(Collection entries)
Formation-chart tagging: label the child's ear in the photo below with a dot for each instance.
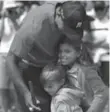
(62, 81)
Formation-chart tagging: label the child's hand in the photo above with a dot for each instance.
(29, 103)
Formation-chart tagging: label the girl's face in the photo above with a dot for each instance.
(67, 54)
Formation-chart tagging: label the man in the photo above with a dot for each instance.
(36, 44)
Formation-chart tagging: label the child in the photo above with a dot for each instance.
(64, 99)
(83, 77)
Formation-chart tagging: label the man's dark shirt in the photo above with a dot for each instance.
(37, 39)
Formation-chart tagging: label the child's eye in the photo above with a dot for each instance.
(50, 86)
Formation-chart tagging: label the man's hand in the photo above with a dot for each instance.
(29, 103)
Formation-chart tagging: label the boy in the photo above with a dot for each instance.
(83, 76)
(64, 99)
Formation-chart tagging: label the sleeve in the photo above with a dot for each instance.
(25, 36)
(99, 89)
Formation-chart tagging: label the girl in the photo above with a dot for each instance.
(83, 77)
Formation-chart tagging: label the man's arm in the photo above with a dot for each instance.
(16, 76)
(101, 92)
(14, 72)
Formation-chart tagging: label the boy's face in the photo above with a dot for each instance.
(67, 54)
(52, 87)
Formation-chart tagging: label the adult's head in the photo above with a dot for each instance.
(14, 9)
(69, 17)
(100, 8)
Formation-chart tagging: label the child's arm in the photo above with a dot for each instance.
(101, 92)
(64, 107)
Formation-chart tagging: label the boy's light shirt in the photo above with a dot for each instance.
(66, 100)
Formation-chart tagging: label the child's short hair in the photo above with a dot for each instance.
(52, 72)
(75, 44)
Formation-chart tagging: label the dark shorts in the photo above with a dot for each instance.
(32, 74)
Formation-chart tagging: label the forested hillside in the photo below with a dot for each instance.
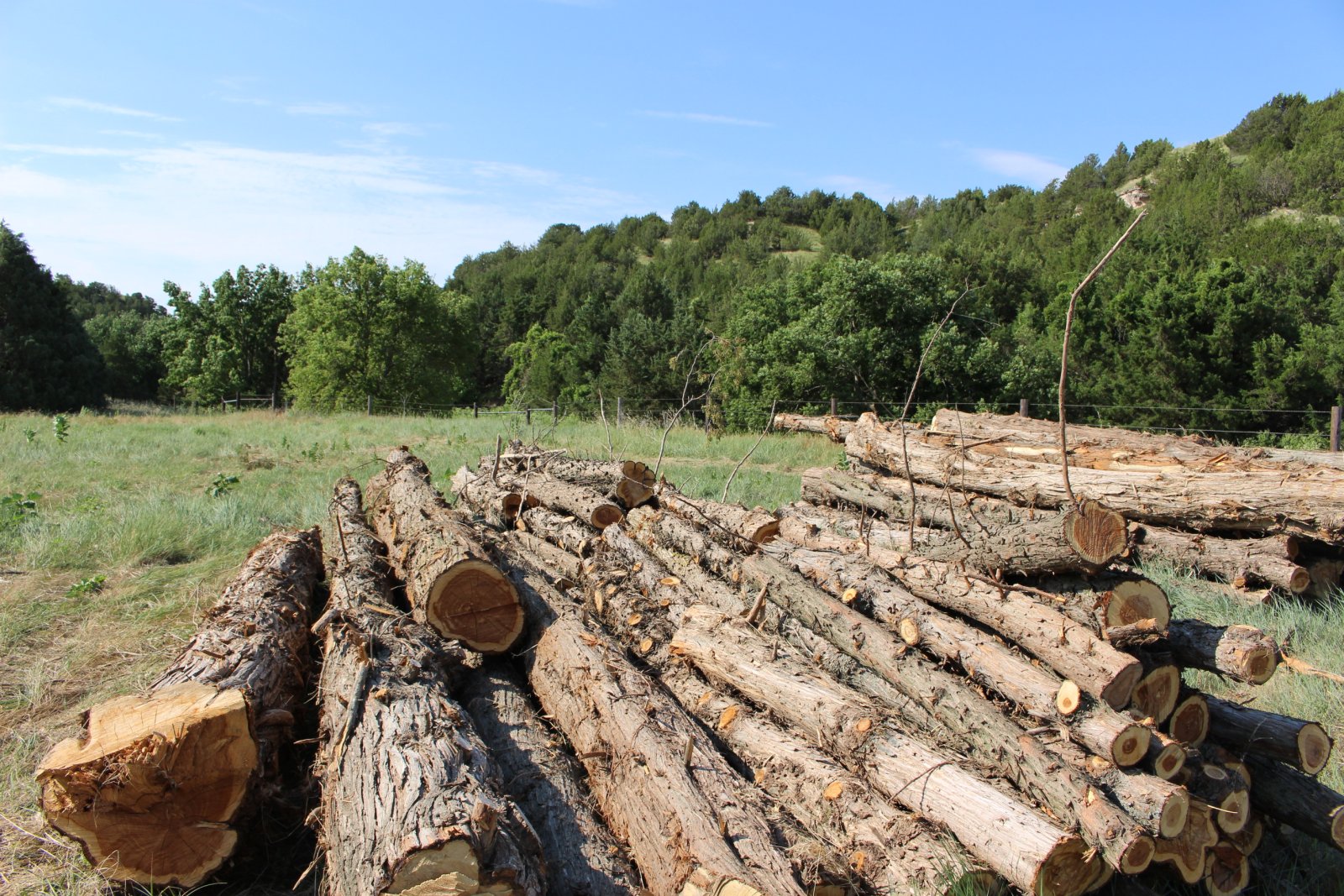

Required action: Pictures are to be excluded; the records themselves are to be reproduced exactly.

Problem solution:
Formation-chart tagging: label the child's ear in the photo below with a dot for each instance.
(62, 81)
Formation-chart tagging: label the child's hand in the photo above with a dot for each instance.
(29, 103)
Formation-chart tagging: label the girl's face in the photo above with a dot for each instance.
(67, 54)
Formation-chart tagging: label the man in the photo above with a dot for each instance.
(36, 44)
Formation-chart tagging: label the child in the photo above with a dot for each instance.
(64, 99)
(83, 77)
Formation-chart tagging: label the man's dark shirt in the photo above with a dot for each instance.
(37, 39)
Formation-chart tagging: label the child's eye in the photo above with a dot for each instance.
(50, 86)
Formation-chart tagging: label the man's hand in the photo above with a dot for each instance.
(29, 103)
Formation-chart tagging: label the boy in the photo above with a dot for each instance.
(83, 76)
(64, 99)
Formation-chart tagging: label the sleeve in the photo above with a dot for each instance.
(25, 36)
(99, 89)
Formation-chart tagging: label the girl in the photo above with a dot for each instance.
(83, 77)
Formation-chart tagging: label the man's arm in the photo above with a dot for each instance.
(16, 76)
(101, 92)
(14, 72)
Formation-chart tagging: label the boy's face in the photo above with a dot for each instance.
(67, 54)
(52, 87)
Formation-chart tagging: label the adult's head in the photo above with a dot for each instance.
(14, 9)
(69, 17)
(100, 8)
Formation-chart tagging: label the child's arm in the photo above with a dot for each instance.
(101, 92)
(64, 107)
Formation-chart tagging: label the boy's light shirt in the photo above with a dot for each instance.
(66, 100)
Formation-chart tagging: label the child's short hair in the photo above with a dot for each instance.
(52, 72)
(75, 44)
Formation-chart tagging: label the dark shorts in the photo above with a dot for each instance.
(32, 74)
Formation-chart tagging: label the forested hillside in the photo below with a dot for each instance.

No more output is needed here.